→ **ESERCIZIO SCRITTO**
Ricopia senza alcuna modifica soltanto la parte dell'elenco che si apre con la riga contenente "like [946, 805]." e si chiude con quella contenente "[1108, 656]", incluse entrambe.
━━ MATERIALE FORNITO ━━
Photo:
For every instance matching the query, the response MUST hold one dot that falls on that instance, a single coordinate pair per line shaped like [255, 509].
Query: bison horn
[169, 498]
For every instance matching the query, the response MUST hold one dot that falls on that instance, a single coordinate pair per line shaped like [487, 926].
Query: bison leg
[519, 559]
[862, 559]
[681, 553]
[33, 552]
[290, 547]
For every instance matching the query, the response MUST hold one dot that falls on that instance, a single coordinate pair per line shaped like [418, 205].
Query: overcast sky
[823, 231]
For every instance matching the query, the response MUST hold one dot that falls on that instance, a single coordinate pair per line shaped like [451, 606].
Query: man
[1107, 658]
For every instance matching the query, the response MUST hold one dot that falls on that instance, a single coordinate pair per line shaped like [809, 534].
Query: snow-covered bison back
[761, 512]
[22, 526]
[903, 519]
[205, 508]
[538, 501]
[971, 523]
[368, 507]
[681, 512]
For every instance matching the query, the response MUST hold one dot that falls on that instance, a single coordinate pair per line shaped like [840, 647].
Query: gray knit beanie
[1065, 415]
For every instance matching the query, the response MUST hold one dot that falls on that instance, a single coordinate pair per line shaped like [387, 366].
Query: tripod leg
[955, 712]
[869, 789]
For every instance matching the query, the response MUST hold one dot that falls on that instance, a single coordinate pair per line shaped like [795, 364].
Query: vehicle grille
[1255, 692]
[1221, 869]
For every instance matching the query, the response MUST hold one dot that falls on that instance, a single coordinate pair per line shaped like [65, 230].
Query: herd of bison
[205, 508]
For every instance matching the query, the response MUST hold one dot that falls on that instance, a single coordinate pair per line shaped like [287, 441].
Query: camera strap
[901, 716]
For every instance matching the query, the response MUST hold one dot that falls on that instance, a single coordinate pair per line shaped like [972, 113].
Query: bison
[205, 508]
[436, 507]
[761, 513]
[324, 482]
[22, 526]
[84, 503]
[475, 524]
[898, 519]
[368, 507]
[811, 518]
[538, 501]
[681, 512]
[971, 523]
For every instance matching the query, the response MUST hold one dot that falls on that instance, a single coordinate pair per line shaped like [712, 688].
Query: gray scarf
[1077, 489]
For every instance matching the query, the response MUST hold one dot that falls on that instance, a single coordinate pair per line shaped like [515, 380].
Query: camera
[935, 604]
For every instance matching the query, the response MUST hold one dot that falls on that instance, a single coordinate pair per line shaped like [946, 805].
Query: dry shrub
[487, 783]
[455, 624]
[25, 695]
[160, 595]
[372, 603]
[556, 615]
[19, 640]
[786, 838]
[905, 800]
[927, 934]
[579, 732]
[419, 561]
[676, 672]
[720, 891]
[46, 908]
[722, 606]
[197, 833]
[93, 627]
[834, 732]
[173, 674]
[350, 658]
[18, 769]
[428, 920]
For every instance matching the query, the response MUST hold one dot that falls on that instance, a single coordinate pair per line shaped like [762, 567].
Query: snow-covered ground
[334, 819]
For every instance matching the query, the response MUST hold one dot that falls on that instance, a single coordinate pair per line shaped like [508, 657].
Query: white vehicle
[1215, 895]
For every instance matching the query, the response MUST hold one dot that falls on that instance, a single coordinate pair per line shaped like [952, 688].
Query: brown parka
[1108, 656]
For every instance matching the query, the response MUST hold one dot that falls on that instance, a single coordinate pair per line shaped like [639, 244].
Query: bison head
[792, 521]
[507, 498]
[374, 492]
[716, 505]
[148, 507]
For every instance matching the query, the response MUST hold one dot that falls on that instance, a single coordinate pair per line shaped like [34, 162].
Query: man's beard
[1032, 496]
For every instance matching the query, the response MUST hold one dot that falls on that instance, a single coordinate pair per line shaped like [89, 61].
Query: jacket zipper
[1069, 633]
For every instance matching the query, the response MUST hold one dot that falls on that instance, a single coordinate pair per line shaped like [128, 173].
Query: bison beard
━━━
→ **RISPOSTA**
For every instance matching the query, the response MUST hold one dot that falls on that instance, a single coordinate pair per line shaped like [946, 805].
Query: dry shrub
[487, 783]
[455, 624]
[25, 695]
[160, 595]
[372, 603]
[556, 615]
[19, 640]
[786, 838]
[905, 800]
[927, 934]
[579, 732]
[419, 561]
[676, 672]
[720, 891]
[46, 908]
[722, 606]
[197, 833]
[93, 627]
[834, 732]
[173, 674]
[350, 658]
[18, 769]
[428, 920]
For every instance matching the query, the response MUST hold one dot that falls on that instance, a single coordinate pair per line shaped like [762, 567].
Query: snow-covered ground
[334, 819]
For every instance matching the query, the response MUST hold one dot that falls on that instance, a single coordinate pair per line shaped like [508, 657].
Query: white vehicle
[1215, 895]
For every instance matching the query, the response MUST hold one dot that falls on that instance, a single coordinate pair per line shaped like [952, 688].
Query: brown parka
[1108, 656]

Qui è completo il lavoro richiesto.